→ **TEXT PASSAGE**
# **FOREWORD**

This is my starter kernel for the [MITSUI&CO. Commodity Prediction Challenge](https://www.kaggle.com/competitions/mitsui-commodity-prediction-challenge) competition. Excerpts from the overview page highlight as below- <br>

### **The Challenge: Aiming for More Accurate Commodity Price Forecasting**
This competition tackles the critical need for more accurate and stable long-term commodity price predictions. Getting these predictions right has significant implications for both businesses and the global economy. Inaccurate forecasts can lead to suboptimal trading strategies, poor investment decisions, and increased financial risk for companies involved in commodity markets. By encouraging the development of advanced AI models that can accurately predict future commodity returns using historical data from LME, JPX, US Stock, and Forex, this competition aims to directly improve the precision of financial forecasting and enable the optimization of automated trading strategies.

In particular, participants are challenged to predict price-difference series—derived from the time-series differences between two distinct assets’ prices—to extract robust price-movement signals as features and deploy AI-driven trading techniques that turn those signals into sustainable trading profits.

### **Evaluation metric**
The evaluation metric for the competition is a modified Sharpe ratio with the code in the kernel here. It is a custom metric explained as below- <br>
The competition's metric is a variant of the Sharpe ratio, computed by dividing the mean Spearman rank correlation between the predictions and targets by the standard deviation. 

### **What I do here**
I will start with basic FE and simple boosted tree models using a time series based cross-validation. I also illustrate the idea to submit the model to the inference API for evaluation on the public leaderboard. 

Wishing the best for the competition!


# **IMPORTS**

In [1]:
%%time 

!pip install -q lightgbm==4.6.0      --no-index --find-links=/kaggle/input/mitsui2025-public-imports-v1/packages
!pip install -q xgboost==3.0.2       --no-index --find-links=/kaggle/input/mitsui2025-public-imports-v1/packages
!pip install -q scikit-learn==1.7.1  --no-index --find-links=/kaggle/input/mitsui2025-public-imports-v1/packages
!pip install -q polars==1.31.0       --no-index --find-links=/kaggle/input/mitsui2025-public-imports-v1/packages

exec(open(f"/kaggle/input/mitsui2025-public-imports-v1/myimports.py", "r").read())
exec(open(f"/kaggle/input/mitsui2025-public-imports-v1/myutils.py","r").read())
exec(open(f"/kaggle/input/mitsui2025-public-imports-v1/training.py","r").read())

→ **PARTS OF THE EXERCISE**
**A)** Print the part of the commodity prediction notebook starting at "In particular, participants" and ending at "the standard deviation.".
**B)** In the commodity prediction notebook, how is the competition's metric computed?
**C)** Write the next part of the commodity prediction notebook, picking up after its final line.
The lines after this point come from a separate source.

→ **COLLECTED MATERIAL**
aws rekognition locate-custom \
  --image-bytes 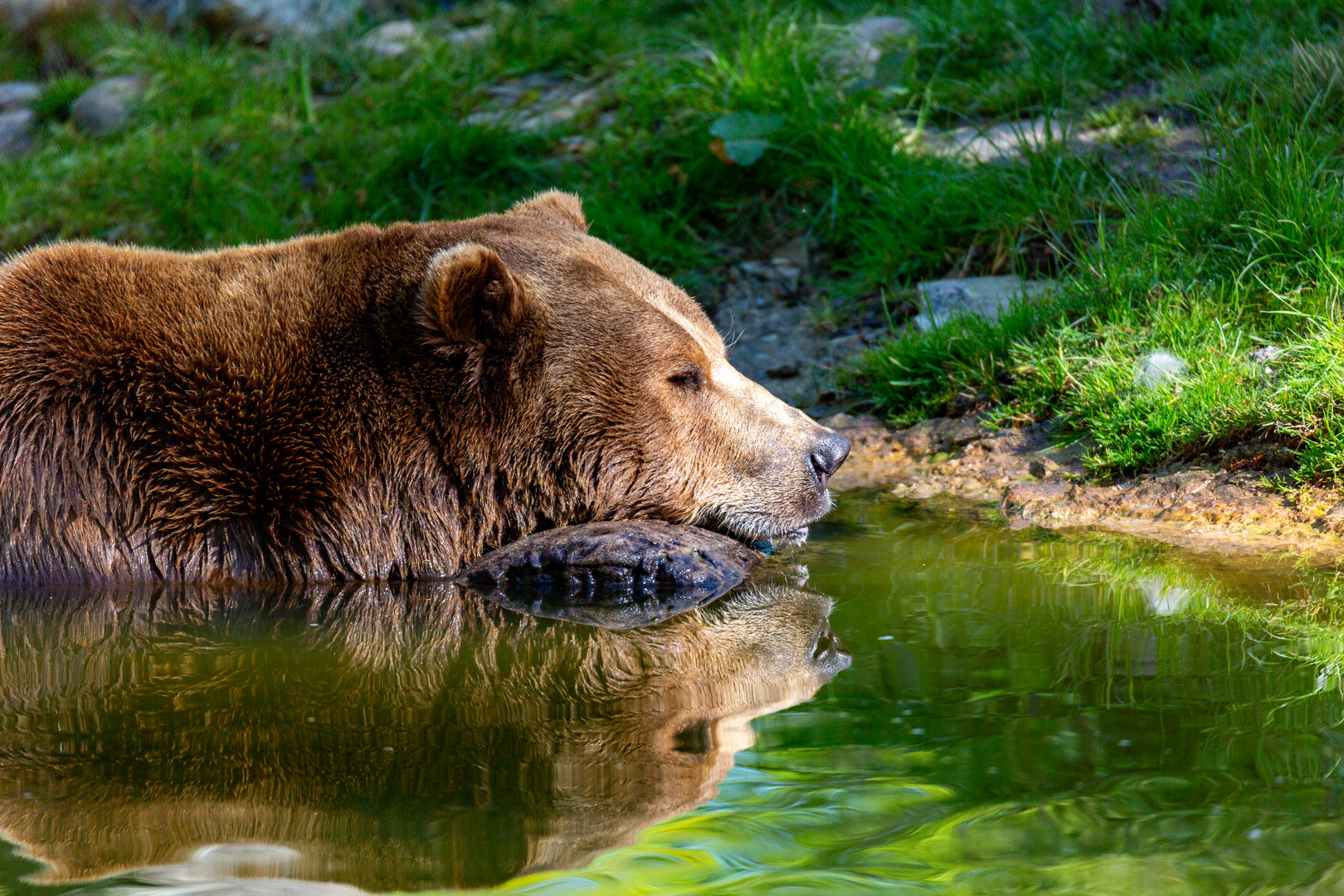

→ **PER-TASK ANSWERS**
**A)**
In particular, participants are challenged to predict price-difference series—derived from the time-series differences between two distinct assets’ prices—to extract robust price-movement signals as features and deploy AI-driven trading techniques that turn those signals into sustainable trading profits.

### **Evaluation metric**
The evaluation metric for the competition is a modified Sharpe ratio with the code in the kernel here. It is a custom metric explained as below- <br>
The competition's metric is a variant of the Sharpe ratio, computed by dividing the mean Spearman rank correlation between the predictions and targets by the standard deviation.

**B)** It divides the mean Spearman rank correlation between the predictions and targets by the standard deviation.

**C)**
print()

---> Imports- part 1 done
---> Sklearn = 1.7.1 | Pandas = 2.2.3 | Polars = 1.31.0
---> Commencing imports-part2
---> XGBoost = 3.0.2 | LightGBM = 4.6.0
---> Imports- part 2 done
---> Seeding everything

---> Imports done

CPU times: user 6.96 s, sys: 1.5 s, total: 8.46 s
Wall time: 44 s


# **CONFIGURATION**

In [2]:
%%time

utils = Utils()

class CFG:
    """
    Configuration class for parameters and CV strategy for tuning and training
    Some parameters may be unused here as this is a general configuration class
    """

    # Data preparation:-
    version_nb         = 1
    model_id           = "V1_2"
    model_label        = "ML"
    test_req           = True
    test_iter          = 25
    gpu_switch         = "ON" if torch.cuda.is_available() else "OFF"
    state              = 42
    target             = f"target"
    grouper            = f""
    
    tgt_mapper         = {}
    
    ip_path            = f"/kaggle/input/mitsui-commodity-prediction-challenge"
    op_path            = f"/kaggle/working"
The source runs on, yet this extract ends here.